→ 提示文:
********

日本バプテスト大阪教会へようこそ!

教会設立73年 都会と下町とが交差する大阪のどまん中にある天王寺のキリスト教会 ぜひお立ち寄りください!

目からうろこ

2015-04-19 15:51:29 | メッセージ
礼拝宣教 使徒言行録9章1節~19節a 

いよいよ来週26日は中野先生をお迎えしての午前は特別礼拝、午後からはチャペルピアノコンサートが行なわれます。コンサートまでの残る一週間、主に期待しながら、中野先生のご準備のために祈り、私たちもできるかたちで備えていきましょう。

「序」
本日はサウロの回心の記事から、「目からうろこ」と題し、御言葉に聞いていきたいと思います。
私たちは普段日常の会話の中でも「あっ、目からうろこ」と口にいたしますが。それは一般的に「誤りを悟り、迷いから覚める」というコトワザとして用いられています。
欧米をはじめ世界の至る所で用いられているこのコトワザの起源となっているのは、皆さんに言うまでもなく、本日の箇所の使徒言行録9章18節「すると、たちまち目からうろこのようなものが落ち、サウロは元どおり見えるようになった」という聖書から来ているのです。

サウロ(ギリシャ語圏ではパウロ名)は、そのような「回心」の出来事を通して、キリストの使徒として、シリア(ダマスカス)、トルコ(小アジア)、さらにローマへとキリストの福音を実に躍動的、且つ熱心に伝えてゆくことになったのです。このサウロの働きがあったからこそ、ユダヤの地を越えた地域の人たちに主の福音を伝え、教会の創設をはじめ、キリスト教がここまで世界中に拡がってゆくという神のご計画が、着実に進められて来たといってもよいでしょう。       

では、まずその「サウロの回心とは何か」を、読み取っていきたいと思います。
そもそもサウロは熱心なユダヤ教徒としてキリスト教会とその信徒への恐るべき迫害者でありました。彼は多くのキリスト者を、捕えては投獄し、その殺害にさえ加担したのです。さらに彼は、エルサレムから国境のシリアのダマスコまで逃れたキリスト者たちを捕えようと、その後を追っていました。彼はそうすることが神から与えられた正当な使命と考えていたからです。その動機は、キリスト者が憎いからとか、復讐心からというものではありません。彼はユダヤ教徒として神とその律法を人一倍熱心に信じ、守り育ちました。そんな彼にとって、十字架で無残に死を遂げたイエスを救い主と信じるキリスト者は異端であり神を冒瀆する者でしかなかったのです。ですからサウロは、キリスト者を迫害しユダヤ教に改宗させることこそ、神に対して忠実なこと、正しいことだと信じて疑わなかったのです。

3節、「ところが、サウロが旅をしてダマスコに近づいてきたとき、突然、天からの光が彼の周りを照らすと、サウロは地に倒れ『サウル、サウル、なぜ、わたしを迫害するのか』と呼びかける声を聞きます。サウロが「主よ、あなたはどなたですか」と言うと、「わたしは、あなたが迫害しているイエスである。」原語では「わたしこそ、あなたが・・・である」という答えが返ってきたというのであります。それは彼にとってどんなに衝撃的な言葉だったでしょう。これまで「主のため」「神様のため」と信念をもってキリスト教会とその信徒への迫害と弾圧を繰り返してきた。そのことすべてが、何と主ご自身に対してなしていたことだったというのですから、そりゃあ天地がひっくり返るほど驚いたはずです。

********

→ 提供データ:
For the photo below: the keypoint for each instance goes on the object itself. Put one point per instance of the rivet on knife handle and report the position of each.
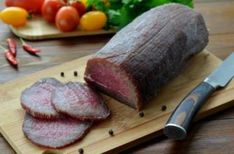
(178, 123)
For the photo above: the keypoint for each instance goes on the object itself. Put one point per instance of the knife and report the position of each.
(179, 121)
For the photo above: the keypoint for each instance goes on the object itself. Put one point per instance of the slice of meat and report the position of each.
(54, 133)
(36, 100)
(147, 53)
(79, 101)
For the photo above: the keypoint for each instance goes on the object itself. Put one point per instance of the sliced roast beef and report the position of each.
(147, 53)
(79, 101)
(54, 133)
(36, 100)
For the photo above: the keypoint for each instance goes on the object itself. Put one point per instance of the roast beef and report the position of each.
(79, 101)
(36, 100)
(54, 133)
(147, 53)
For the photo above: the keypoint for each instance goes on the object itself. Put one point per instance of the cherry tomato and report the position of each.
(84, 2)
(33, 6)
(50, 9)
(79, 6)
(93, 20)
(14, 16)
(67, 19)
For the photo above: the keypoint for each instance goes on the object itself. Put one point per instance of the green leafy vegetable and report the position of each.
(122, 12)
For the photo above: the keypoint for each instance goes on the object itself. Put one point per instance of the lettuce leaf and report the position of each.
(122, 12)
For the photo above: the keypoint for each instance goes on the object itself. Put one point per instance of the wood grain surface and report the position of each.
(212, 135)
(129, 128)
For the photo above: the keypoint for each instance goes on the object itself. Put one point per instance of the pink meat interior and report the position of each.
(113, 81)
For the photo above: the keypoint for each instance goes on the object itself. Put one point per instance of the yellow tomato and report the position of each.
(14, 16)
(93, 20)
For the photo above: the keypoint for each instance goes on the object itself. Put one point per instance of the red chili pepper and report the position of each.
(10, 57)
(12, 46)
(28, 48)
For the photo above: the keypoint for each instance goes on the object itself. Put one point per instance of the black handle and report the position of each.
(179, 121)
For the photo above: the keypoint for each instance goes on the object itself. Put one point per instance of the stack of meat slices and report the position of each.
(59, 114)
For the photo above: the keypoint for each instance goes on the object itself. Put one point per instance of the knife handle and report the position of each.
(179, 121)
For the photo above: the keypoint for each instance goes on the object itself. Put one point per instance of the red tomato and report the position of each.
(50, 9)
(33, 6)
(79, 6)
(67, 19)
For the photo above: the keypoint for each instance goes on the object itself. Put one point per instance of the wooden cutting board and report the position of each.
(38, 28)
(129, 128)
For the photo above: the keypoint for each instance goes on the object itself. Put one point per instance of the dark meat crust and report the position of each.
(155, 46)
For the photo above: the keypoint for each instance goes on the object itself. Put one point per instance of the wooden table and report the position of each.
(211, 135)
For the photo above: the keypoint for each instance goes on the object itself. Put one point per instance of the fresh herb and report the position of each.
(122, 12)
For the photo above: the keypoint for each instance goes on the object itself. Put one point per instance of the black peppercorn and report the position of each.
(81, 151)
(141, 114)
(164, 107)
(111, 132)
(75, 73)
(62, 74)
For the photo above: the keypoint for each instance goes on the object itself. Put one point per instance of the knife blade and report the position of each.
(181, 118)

********

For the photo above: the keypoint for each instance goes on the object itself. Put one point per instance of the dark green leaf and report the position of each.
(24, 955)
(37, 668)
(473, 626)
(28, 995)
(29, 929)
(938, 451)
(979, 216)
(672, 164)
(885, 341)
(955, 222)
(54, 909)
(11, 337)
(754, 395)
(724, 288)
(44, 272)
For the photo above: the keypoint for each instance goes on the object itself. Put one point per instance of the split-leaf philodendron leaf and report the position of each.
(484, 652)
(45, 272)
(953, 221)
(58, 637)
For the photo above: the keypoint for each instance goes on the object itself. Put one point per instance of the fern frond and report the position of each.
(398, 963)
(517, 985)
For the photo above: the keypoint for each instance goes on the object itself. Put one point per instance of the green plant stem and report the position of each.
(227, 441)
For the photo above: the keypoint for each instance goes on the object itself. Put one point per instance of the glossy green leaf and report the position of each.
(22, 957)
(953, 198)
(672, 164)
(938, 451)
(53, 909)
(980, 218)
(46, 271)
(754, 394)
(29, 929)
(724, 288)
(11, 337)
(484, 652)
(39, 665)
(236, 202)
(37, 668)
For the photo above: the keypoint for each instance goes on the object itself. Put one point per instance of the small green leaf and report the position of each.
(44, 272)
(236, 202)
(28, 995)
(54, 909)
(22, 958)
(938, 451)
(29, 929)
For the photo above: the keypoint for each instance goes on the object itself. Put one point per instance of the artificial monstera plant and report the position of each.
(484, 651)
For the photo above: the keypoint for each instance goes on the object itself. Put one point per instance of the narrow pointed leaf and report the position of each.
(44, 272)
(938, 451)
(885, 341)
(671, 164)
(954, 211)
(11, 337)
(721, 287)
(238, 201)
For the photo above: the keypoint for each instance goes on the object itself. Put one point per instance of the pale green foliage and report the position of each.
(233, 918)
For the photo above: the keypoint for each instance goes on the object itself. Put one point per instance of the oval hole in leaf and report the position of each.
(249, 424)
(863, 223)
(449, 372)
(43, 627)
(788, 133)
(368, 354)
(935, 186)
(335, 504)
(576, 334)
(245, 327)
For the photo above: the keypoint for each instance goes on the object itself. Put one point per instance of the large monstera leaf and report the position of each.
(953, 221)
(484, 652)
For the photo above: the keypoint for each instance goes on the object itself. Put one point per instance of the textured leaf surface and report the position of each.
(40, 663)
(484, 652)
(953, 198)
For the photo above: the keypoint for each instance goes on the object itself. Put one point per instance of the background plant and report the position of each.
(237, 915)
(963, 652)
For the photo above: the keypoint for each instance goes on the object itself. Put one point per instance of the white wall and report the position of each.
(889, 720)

********

→ 課題一覧:
#1 エントリの中から「pointed」という文字列を含む行をすべて抜き出して返してください。大文字と小文字は区別します。
#2 サウロの回心を扱った説教の文章を、示されている最後の文の後から書き続けてください。
説教の文章とエントリは、それぞれ独立した別の資料です。

→ 各課題の解答:
#1
For the photo above: the keypoint for each instance goes on the object itself. Put one point per instance of the narrow pointed leaf and report the position of each.

#2
8節「サウロは地面から起き上がって、目を開けたが、何も見えなかった。」
9節「サウロは三日間、目が見えず、食べも飲みもしなかった。」とありますが。
まあ、それほど衝撃を受けたのでありましょう。

彼は3日間暗闇の中で何を思い、何を願ったのでしょうか。きっと頭は混乱していたことでしょう。不安と恐れの中で、とてつもない自らの罪の重さにさいなまれ、その苦悩から何とか救われたいが自分の力ではどうすることもできず、もがき苦しんでいたのではないでしょうか。

しかし、サウロがそうしている間に、主はあるご計画を進めておられました。ダマスコにいた弟子の一人アナニアに幻の中で呼びかけ、「サウロのもとへ行くように」とお命じになるのです。それは絶望の闇に沈むサウロに、主の救いと使命を伝えるためでした。  
サウロは復活のイエスと出会いましたが、自分の罪に苛まれ悔いるところで留まっていたのです。彼はまだ救われていませんでした。サウルには「回心」(主に立ち返ること)が必要だったのです。しかしそれはサウロの力や思いによってできるものではありません。主の愛に触れ、罪の赦しを経験し、いやされて、主との交わりの回復を得なければならなかったのです。主はそのサウルの回心のために、弟子のアナニアを遣わされようとしていたのです。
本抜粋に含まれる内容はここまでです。